• _Task to carry out_: Would you please return the line containing "Mark every instance of the night" and all the lines after it through the end of the records below, unchanged and on their own?

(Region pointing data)
· · · ·
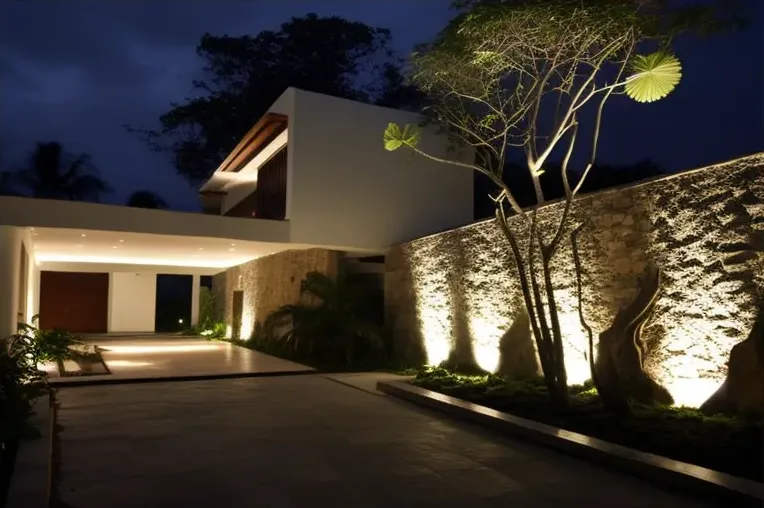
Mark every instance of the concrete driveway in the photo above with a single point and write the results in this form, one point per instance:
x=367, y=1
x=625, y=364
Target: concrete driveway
x=300, y=441
x=174, y=357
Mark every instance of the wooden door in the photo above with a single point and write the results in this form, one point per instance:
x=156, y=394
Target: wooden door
x=75, y=301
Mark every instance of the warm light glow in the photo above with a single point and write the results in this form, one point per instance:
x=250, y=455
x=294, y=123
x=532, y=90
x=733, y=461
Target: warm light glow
x=185, y=348
x=201, y=263
x=126, y=363
x=434, y=310
x=47, y=367
x=247, y=319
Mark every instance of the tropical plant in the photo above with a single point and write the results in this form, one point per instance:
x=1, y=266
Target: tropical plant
x=146, y=199
x=20, y=384
x=44, y=346
x=334, y=323
x=54, y=174
x=508, y=74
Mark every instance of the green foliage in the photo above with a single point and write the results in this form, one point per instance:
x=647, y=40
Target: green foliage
x=395, y=137
x=335, y=323
x=723, y=443
x=20, y=384
x=655, y=76
x=45, y=345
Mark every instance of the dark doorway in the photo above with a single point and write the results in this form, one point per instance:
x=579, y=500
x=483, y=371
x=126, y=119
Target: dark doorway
x=237, y=309
x=173, y=313
x=74, y=301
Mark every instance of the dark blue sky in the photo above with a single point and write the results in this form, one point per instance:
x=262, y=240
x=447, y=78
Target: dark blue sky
x=77, y=71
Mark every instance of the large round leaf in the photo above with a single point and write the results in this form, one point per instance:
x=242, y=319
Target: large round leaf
x=655, y=76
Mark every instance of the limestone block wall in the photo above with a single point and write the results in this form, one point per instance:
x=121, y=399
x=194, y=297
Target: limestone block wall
x=268, y=283
x=457, y=292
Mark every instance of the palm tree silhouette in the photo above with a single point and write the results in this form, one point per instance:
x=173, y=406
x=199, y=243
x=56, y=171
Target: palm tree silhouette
x=146, y=199
x=54, y=174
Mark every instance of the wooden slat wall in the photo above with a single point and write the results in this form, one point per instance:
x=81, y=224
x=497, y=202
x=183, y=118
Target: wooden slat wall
x=269, y=199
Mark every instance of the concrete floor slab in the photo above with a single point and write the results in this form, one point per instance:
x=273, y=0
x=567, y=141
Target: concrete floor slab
x=308, y=441
x=164, y=357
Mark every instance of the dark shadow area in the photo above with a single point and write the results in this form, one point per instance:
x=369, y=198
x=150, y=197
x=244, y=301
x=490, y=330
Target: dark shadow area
x=173, y=311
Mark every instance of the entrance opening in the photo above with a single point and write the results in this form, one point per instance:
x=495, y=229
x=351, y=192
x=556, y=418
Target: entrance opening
x=74, y=301
x=237, y=309
x=23, y=284
x=173, y=311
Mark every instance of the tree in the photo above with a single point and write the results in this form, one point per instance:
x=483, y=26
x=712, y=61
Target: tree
x=521, y=74
x=246, y=74
x=146, y=199
x=600, y=177
x=54, y=174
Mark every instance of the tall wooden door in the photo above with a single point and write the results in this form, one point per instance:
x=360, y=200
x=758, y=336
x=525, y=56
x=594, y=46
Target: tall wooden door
x=75, y=301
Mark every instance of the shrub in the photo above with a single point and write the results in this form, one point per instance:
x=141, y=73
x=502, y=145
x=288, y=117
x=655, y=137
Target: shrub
x=334, y=323
x=44, y=345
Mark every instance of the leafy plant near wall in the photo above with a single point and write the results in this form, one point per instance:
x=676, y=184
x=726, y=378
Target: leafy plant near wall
x=45, y=346
x=335, y=323
x=508, y=74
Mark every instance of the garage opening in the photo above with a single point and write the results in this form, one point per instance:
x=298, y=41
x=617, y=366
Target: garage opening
x=173, y=311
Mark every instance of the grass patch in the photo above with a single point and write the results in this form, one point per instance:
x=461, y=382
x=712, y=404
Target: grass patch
x=722, y=443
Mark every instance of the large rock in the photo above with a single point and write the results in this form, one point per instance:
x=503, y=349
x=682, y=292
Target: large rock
x=743, y=390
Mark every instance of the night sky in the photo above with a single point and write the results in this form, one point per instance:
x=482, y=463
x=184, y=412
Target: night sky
x=76, y=72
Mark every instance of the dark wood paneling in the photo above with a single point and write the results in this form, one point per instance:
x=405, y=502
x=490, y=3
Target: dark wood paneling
x=74, y=301
x=268, y=201
x=270, y=197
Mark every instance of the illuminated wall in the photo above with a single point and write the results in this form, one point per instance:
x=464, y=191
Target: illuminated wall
x=704, y=228
x=268, y=283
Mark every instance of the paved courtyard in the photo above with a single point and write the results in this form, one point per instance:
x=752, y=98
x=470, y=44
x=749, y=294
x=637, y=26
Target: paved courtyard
x=307, y=441
x=152, y=357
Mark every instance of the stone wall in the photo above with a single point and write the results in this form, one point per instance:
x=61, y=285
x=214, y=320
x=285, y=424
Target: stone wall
x=268, y=283
x=457, y=292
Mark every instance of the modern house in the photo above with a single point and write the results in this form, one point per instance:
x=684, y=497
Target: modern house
x=310, y=186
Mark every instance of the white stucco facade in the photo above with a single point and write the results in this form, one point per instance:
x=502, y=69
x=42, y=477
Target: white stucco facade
x=343, y=192
x=132, y=301
x=346, y=189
· · · ·
• _Response to this exercise_:
Mark every instance of the night sky in the photo above with a single point and write the results in this form, one point per instance:
x=482, y=463
x=184, y=412
Target: night sky
x=76, y=72
Mark every instance of the dark wood paneling in the photo above with a single point and write the results in this form, one point per instance:
x=405, y=502
x=490, y=3
Target: dark wood paneling
x=74, y=301
x=268, y=201
x=270, y=197
Mark every instance of the illuminated wall in the photo above with a single point and write the results in this form, one point per instance:
x=464, y=191
Target: illuminated wall
x=704, y=228
x=268, y=283
Mark every instance of the paved courtyard in the photo above with a single point and write the results in this form, one point per instance:
x=752, y=98
x=470, y=44
x=749, y=294
x=637, y=26
Target: paved courtyard
x=307, y=441
x=152, y=357
Mark every instance of the stone wall in the photo above with a single point and write the results in this form, one point per instance:
x=61, y=285
x=214, y=320
x=285, y=424
Target: stone wall
x=268, y=283
x=457, y=292
Mark every instance of the modern house in the photo above with a single point and write the results in this form, one point per instance:
x=684, y=497
Target: modern house
x=310, y=186
Mark every instance of the white stucco facade in the photo above with a single point and write the results in this form, one point per instance:
x=502, y=69
x=42, y=477
Target: white stucco facade
x=343, y=192
x=132, y=301
x=346, y=189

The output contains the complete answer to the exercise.